About this exercise:
A single number is the whole answer: how many lines in this listing contain "building".

Given data:
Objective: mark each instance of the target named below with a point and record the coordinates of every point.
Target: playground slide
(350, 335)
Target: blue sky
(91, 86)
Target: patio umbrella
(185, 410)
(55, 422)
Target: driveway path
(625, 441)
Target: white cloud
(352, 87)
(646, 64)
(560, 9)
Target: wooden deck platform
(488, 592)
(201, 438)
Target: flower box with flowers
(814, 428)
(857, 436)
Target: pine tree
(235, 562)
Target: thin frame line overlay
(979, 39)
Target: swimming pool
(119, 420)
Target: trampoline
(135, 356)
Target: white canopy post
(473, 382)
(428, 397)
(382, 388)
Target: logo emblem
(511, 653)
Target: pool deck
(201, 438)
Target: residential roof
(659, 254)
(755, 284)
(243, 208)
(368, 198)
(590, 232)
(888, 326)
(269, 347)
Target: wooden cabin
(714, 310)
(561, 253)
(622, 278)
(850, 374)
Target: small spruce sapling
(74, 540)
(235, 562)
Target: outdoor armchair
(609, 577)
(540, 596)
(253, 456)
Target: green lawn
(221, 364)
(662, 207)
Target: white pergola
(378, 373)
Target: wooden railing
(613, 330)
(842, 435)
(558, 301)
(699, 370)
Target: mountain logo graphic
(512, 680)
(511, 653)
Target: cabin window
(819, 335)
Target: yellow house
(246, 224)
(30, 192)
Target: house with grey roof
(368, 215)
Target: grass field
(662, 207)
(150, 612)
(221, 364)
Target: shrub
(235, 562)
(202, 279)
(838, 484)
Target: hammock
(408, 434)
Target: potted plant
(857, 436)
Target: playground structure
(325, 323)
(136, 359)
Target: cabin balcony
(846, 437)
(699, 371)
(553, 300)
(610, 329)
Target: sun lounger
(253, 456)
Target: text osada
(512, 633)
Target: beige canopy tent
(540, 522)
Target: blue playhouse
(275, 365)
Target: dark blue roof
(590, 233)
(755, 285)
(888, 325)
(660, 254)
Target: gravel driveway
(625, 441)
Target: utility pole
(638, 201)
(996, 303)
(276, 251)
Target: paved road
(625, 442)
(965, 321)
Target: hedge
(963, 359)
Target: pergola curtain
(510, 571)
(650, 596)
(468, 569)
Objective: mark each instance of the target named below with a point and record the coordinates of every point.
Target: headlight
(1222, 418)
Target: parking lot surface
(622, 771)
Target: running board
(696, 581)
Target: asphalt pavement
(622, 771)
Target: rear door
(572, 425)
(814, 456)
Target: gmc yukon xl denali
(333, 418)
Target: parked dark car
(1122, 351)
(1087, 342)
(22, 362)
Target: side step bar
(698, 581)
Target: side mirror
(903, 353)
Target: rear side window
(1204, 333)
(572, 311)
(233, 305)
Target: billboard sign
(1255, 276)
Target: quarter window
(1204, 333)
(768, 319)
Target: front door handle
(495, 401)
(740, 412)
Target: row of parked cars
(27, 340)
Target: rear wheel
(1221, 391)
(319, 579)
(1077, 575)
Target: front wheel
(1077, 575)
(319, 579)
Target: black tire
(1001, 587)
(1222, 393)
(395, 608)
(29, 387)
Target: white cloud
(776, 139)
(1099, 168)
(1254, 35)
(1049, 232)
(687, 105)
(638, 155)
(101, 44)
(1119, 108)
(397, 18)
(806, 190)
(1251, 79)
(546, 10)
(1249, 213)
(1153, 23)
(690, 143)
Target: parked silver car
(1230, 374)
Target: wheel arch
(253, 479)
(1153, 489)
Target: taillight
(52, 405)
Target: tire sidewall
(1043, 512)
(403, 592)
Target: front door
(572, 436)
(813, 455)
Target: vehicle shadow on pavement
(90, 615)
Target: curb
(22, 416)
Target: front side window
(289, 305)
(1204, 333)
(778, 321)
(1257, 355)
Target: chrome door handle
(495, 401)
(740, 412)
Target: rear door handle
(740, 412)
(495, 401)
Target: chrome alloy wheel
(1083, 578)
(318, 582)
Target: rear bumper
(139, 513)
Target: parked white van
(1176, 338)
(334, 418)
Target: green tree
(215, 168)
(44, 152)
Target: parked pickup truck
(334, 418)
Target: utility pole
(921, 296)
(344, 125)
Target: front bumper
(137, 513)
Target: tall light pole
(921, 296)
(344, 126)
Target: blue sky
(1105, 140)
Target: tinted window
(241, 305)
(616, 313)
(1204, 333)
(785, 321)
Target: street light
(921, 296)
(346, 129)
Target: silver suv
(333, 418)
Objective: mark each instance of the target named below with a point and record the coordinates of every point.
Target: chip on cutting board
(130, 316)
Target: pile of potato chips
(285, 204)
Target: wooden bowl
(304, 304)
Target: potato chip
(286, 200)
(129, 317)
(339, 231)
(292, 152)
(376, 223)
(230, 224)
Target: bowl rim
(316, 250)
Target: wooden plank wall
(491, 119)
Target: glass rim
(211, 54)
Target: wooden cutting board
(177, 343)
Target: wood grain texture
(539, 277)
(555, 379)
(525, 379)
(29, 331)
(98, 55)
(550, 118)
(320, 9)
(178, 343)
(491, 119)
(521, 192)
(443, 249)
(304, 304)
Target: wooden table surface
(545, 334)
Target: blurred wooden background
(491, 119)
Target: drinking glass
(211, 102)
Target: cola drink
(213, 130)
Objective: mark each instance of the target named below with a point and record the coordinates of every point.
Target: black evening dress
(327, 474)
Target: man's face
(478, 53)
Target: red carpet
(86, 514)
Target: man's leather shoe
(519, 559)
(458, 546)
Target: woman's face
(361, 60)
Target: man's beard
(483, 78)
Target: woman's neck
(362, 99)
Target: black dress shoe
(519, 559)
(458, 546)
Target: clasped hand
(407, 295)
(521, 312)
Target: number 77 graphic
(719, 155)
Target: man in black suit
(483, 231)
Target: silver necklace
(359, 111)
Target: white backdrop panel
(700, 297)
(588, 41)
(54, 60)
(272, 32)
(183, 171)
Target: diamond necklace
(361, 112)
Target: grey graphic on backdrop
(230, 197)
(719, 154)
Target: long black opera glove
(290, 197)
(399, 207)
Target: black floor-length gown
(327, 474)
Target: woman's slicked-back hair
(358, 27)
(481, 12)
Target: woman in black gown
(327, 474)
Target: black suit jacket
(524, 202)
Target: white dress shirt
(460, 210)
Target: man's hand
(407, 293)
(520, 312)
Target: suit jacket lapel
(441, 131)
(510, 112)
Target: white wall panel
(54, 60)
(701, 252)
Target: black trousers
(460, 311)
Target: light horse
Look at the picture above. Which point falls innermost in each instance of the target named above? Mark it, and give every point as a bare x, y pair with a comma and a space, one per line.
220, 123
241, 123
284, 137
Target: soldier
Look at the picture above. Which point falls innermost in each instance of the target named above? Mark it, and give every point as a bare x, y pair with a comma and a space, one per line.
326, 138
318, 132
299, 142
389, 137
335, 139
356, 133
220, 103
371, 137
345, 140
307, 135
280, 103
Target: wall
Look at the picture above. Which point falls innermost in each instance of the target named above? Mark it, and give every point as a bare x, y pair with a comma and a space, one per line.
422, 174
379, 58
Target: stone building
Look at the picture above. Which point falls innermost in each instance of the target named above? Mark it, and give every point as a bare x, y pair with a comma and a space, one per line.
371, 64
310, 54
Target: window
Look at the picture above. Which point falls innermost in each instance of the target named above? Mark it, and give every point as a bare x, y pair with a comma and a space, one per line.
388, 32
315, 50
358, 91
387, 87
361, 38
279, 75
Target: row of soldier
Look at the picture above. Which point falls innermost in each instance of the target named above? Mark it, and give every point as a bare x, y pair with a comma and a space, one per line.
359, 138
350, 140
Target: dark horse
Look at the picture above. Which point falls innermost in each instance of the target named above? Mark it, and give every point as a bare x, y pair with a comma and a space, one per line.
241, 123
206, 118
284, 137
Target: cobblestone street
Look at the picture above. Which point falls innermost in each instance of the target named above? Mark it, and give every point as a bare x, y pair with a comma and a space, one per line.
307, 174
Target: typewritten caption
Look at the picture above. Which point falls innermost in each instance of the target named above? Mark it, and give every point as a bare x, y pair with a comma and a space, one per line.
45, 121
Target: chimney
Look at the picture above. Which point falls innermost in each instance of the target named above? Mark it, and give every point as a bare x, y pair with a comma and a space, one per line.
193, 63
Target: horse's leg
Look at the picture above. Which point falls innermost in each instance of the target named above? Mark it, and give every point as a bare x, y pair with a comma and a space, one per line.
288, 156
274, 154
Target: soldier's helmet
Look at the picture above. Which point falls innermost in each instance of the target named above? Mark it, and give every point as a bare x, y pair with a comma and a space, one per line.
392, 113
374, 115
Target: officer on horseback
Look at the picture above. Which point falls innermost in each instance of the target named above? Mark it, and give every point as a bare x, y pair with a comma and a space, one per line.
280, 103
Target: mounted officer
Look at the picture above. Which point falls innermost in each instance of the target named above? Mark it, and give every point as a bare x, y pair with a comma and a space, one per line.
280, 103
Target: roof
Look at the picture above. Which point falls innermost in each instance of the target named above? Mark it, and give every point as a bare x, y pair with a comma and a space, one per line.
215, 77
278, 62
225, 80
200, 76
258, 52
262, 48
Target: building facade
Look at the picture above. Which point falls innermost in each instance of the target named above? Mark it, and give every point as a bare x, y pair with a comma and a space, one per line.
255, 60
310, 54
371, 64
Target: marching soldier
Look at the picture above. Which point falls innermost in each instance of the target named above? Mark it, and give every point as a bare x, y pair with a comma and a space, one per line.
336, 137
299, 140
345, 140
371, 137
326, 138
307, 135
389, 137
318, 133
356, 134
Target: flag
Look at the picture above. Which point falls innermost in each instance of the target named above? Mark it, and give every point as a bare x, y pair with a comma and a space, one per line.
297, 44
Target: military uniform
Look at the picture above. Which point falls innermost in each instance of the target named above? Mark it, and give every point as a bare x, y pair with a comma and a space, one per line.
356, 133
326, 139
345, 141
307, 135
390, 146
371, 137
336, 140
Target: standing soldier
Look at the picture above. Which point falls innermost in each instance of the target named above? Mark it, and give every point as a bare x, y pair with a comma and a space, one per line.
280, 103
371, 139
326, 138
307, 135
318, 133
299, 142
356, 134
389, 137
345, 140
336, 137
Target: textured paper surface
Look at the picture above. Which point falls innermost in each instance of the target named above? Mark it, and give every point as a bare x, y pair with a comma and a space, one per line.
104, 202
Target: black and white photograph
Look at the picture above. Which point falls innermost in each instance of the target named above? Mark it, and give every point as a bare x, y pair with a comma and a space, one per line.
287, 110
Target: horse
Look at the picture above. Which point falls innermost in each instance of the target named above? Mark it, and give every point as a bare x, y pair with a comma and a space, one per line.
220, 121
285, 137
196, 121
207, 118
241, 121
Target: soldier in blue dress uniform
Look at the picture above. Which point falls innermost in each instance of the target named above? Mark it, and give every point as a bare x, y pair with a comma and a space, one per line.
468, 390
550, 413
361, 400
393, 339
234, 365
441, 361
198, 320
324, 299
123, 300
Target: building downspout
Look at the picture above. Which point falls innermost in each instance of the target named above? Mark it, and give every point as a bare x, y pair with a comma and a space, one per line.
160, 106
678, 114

Output below:
3